I tried making a self-contained minimal reproducible example but couldn't get one working and gave up.
It just hit me that we should be a bit careful with which metrics we add to avoid unnecessary computation; class-wise accuracy and recall are the same thing and so are micro-averaged accuracy, precision, and recall.
Any sense of how much these metrics actually add to processing time? If it isn't noticeable by a human, I don't particularly care about the overhead.
Haven't measured it but doubt it's much.
I believe Lightning offers tools for profiling
They do, see https://torchgeo.readthedocs.io/en/latest/user/contributing.html#i-o-benchmarking
@adamjstewart @DimitrisMantas per this comment we should be using the _epoch_end hooks https://github.com/Lightning-AI/torchmetrics/issues/2683#issuecomment-2331146337
I see the issue, but I must be missing something because my own code uses the standard logging tools and metric collections work just fine.

··········

TASKS:
a) The metrics discussion names three micro-averaged metrics that it calls the same thing. List them.
b) Continue the metrics discussion from its last comment.

ENTRIES SHOWN:
··········

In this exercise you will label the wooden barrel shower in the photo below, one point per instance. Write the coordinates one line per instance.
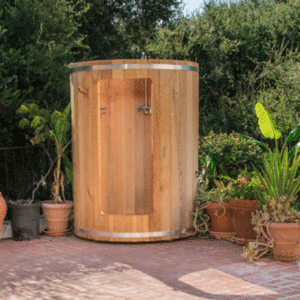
(135, 148)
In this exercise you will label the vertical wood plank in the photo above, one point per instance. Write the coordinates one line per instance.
(165, 150)
(183, 144)
(155, 217)
(176, 205)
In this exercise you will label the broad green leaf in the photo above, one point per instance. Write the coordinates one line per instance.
(295, 133)
(69, 170)
(246, 137)
(295, 150)
(266, 123)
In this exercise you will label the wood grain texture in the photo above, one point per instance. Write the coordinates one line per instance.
(133, 172)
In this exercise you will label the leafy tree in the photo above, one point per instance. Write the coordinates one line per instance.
(117, 29)
(41, 39)
(232, 42)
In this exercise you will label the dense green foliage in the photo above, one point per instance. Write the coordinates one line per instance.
(40, 39)
(230, 153)
(248, 51)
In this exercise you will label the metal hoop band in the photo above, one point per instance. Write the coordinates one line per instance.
(133, 234)
(134, 66)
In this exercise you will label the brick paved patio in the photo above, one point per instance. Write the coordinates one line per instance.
(74, 268)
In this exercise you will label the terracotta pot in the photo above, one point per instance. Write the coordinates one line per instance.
(3, 210)
(286, 236)
(241, 213)
(222, 225)
(57, 217)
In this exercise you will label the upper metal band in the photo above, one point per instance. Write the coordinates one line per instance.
(134, 66)
(133, 234)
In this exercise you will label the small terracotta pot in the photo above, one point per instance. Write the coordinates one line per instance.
(57, 217)
(286, 236)
(222, 225)
(241, 213)
(3, 210)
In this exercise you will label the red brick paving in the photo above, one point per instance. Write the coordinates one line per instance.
(74, 268)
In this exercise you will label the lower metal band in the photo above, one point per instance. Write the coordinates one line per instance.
(133, 234)
(134, 66)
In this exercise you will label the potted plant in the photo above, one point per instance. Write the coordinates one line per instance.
(217, 216)
(220, 212)
(246, 196)
(25, 215)
(276, 224)
(54, 127)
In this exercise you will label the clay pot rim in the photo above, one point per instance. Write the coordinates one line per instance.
(218, 205)
(49, 203)
(282, 225)
(23, 203)
(234, 200)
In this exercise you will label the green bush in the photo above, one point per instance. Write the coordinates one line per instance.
(230, 155)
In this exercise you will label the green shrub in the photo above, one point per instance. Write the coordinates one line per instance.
(230, 155)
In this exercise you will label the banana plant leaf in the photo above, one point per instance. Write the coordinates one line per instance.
(295, 133)
(266, 123)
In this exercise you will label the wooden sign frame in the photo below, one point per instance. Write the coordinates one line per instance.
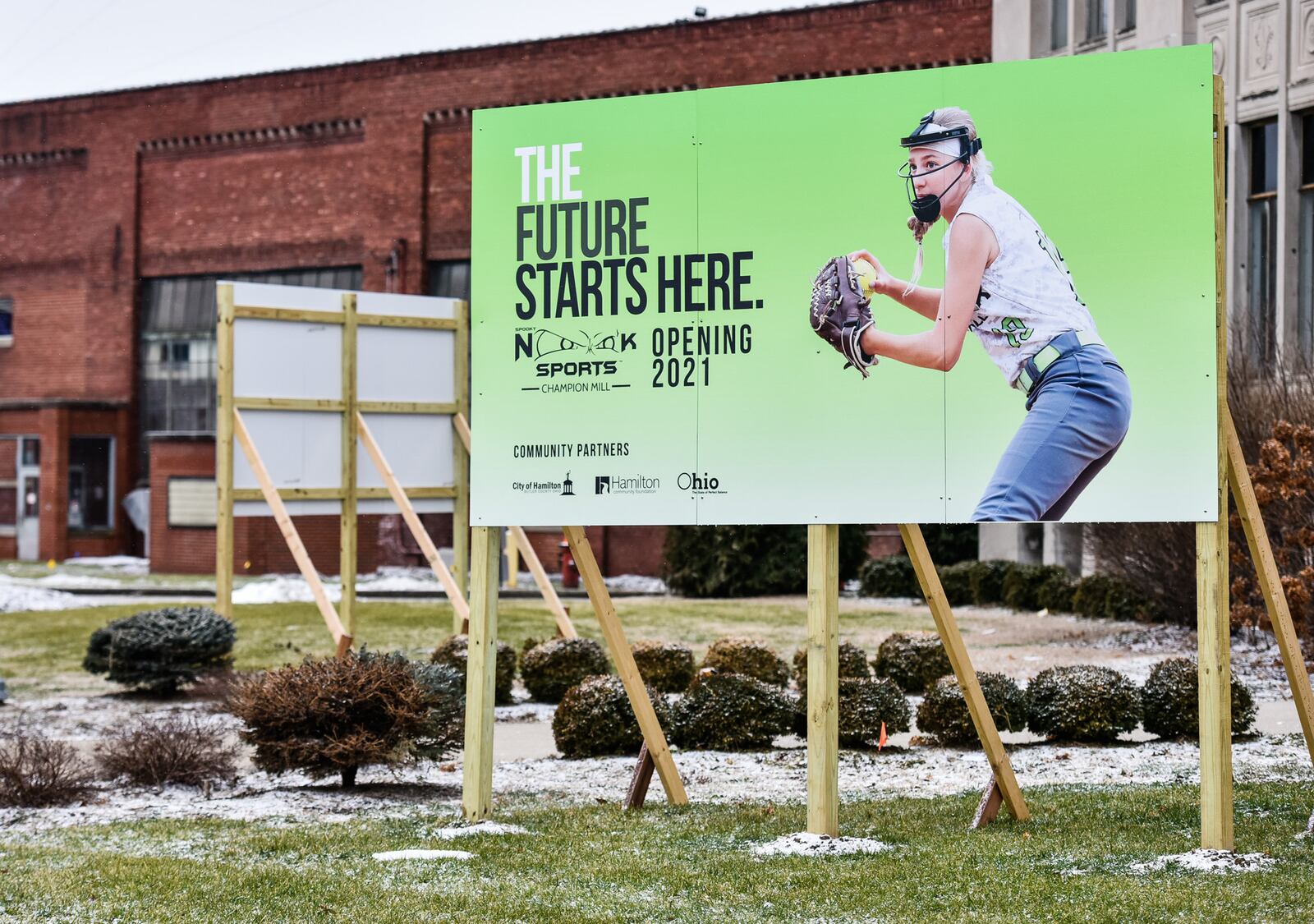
(1213, 617)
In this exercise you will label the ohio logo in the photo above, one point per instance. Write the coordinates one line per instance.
(700, 484)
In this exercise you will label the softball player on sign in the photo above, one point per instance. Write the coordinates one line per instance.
(1007, 283)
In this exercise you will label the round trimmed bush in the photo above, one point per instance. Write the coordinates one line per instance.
(889, 576)
(866, 703)
(162, 650)
(455, 652)
(1171, 701)
(665, 665)
(987, 580)
(731, 713)
(853, 663)
(1083, 703)
(751, 657)
(595, 718)
(554, 667)
(944, 711)
(957, 582)
(912, 660)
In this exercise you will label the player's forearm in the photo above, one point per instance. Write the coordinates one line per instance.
(928, 350)
(923, 300)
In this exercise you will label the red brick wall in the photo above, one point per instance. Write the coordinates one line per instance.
(337, 166)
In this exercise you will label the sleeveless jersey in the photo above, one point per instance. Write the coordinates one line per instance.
(1027, 296)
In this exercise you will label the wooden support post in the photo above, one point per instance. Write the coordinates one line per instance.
(481, 677)
(462, 453)
(1270, 584)
(825, 680)
(1213, 615)
(347, 518)
(223, 457)
(289, 536)
(426, 545)
(963, 670)
(540, 577)
(512, 560)
(626, 667)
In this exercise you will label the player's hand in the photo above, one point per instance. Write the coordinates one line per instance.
(884, 283)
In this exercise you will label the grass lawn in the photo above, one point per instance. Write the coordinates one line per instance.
(595, 864)
(43, 650)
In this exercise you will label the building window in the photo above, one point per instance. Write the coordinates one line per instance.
(1096, 19)
(1058, 24)
(1261, 330)
(177, 350)
(1305, 299)
(91, 483)
(450, 279)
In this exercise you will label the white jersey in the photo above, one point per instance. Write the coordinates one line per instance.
(1027, 296)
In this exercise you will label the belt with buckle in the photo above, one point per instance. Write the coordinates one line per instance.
(1062, 345)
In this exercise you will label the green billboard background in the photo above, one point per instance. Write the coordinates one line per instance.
(1112, 154)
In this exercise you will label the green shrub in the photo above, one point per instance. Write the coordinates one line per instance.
(749, 560)
(987, 580)
(1055, 591)
(162, 650)
(554, 667)
(957, 582)
(1171, 701)
(866, 703)
(751, 657)
(890, 576)
(944, 711)
(1083, 703)
(337, 715)
(665, 665)
(912, 660)
(853, 663)
(731, 713)
(595, 718)
(455, 650)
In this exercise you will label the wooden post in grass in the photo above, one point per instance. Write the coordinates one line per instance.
(223, 457)
(953, 641)
(1212, 609)
(626, 667)
(481, 674)
(825, 680)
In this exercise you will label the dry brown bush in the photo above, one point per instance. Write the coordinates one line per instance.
(170, 749)
(333, 715)
(37, 770)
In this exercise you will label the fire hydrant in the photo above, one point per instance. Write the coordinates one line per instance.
(569, 573)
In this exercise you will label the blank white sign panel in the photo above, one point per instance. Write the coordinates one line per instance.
(405, 365)
(286, 359)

··········

ANSWERS:
a) accuracy, precision, recall

b)
Altough by "work", I mean I don't get an error. Other than that, I found out a couple of days ago that the diagonal of my confusion matrix doesn't match the class accuracies (which it should), so I'm obviously not using the API correctly...
Edit: I have at least one mistake where I do self.log_dict(metrics(input, target). The docs says this is wrong.
Edit 2: Aaaaand I finally got your error...